I love it when couples come to therapy. They usually arrive highly agitated and wanting to unload all their grievances against each other that have been piling up over the years they have spent together. When there is passion in the room it can often be difficult for a new therapist or someone not used to the high level of negative energy. It can feel like standing in the ocean and getting knocked over by a wave you didn't see coming. On the other hand, I love to see the passion, the energy, and their commitment to success or failure which is usually expressed during those first moments. Some people want to fight for the saving of their marriage and some want to fight to end it. They both will continue to chose the road they will travel; either together or apart.
It is very sad to watch the end of a marriage. Both people are grieving the loss of their dreams. They grieve the past, the present, and any hope for a future together. Unfortunately, in their effort to escape the challenges of their present relationship they do not plan for a better relationship in the future. They only want the pain to stop today. So they give their reasons why they want the divorce, make a few half-hearted attempts to find a connection, and because they never really were committed to the process, they quit their marriage and walk out of therapy saying, "It doesn't work."
On the other hand, I truly love when two people come into session fired up but wanting to save their relationship. They are aware of what they have invested and are not ready to call it quits because they have hit a sticking point that they cannot resolve. I have seen couples recover from affairs, addictions, and abuse to find healthy, happy connections they never previously experienced.
Robert Frost, wrote a poem called, "The Road Not Taken" and I think this speaks truth to the road you choose;
Two roads diverged in a yellow wood and sorry I could not travel both.
And be one traveler, long I stood.

^^^^

[WORK REQUEST]: Return the stretch of the passage on couples therapy from "On the other hand, I truly" through "long I stood.", copied word for word. The listing is separate material, unrelated to the passage on couples therapy.

[Excerpts from a dataset]
^^^^

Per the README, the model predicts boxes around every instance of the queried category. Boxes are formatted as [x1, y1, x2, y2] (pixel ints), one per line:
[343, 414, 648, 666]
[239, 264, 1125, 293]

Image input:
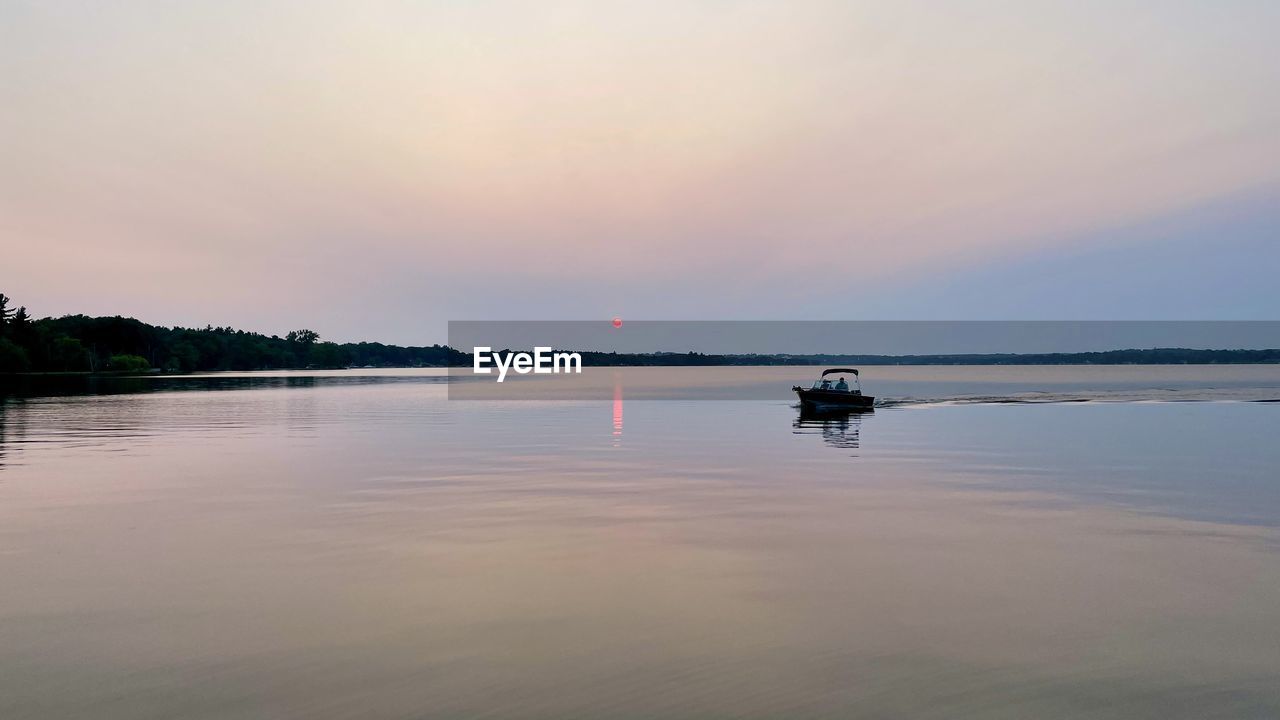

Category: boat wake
[876, 388, 1280, 407]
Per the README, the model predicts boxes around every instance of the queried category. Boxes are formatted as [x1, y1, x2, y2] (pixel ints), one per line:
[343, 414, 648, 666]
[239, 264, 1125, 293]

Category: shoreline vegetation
[0, 293, 1280, 375]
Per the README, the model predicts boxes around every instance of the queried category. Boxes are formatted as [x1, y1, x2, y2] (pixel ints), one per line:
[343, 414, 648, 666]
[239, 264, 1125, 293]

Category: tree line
[0, 293, 470, 373]
[0, 288, 1280, 373]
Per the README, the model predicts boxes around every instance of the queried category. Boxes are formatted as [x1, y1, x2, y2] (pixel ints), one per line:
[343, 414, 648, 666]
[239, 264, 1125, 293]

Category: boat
[791, 368, 876, 413]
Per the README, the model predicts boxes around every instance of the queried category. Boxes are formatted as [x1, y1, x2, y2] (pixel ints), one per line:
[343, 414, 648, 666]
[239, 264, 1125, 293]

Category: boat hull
[794, 387, 876, 410]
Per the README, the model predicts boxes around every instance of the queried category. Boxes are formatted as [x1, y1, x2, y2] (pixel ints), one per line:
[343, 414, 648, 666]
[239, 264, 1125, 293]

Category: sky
[0, 0, 1280, 345]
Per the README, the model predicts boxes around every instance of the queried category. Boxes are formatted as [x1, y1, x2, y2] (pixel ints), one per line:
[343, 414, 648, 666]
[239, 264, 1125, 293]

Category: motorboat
[791, 368, 876, 413]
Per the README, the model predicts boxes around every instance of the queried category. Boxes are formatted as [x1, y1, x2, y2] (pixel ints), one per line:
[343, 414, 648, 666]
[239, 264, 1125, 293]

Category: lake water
[0, 366, 1280, 720]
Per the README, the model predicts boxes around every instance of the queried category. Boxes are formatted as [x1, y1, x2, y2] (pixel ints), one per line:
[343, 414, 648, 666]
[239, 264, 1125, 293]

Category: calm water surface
[0, 366, 1280, 720]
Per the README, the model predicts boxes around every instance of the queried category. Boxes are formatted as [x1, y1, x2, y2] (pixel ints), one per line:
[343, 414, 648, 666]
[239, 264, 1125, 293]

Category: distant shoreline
[0, 295, 1280, 377]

^^^^

[OUTPUT FOR THIS EXERCISE]:
On the other hand, I truly love when two people come into session fired up but wanting to save their relationship. They are aware of what they have invested and are not ready to call it quits because they have hit a sticking point that they cannot resolve. I have seen couples recover from affairs, addictions, and abuse to find healthy, happy connections they never previously experienced.
Robert Frost, wrote a poem called, "The Road Not Taken" and I think this speaks truth to the road you choose;
Two roads diverged in a yellow wood and sorry I could not travel both.
And be one traveler, long I stood.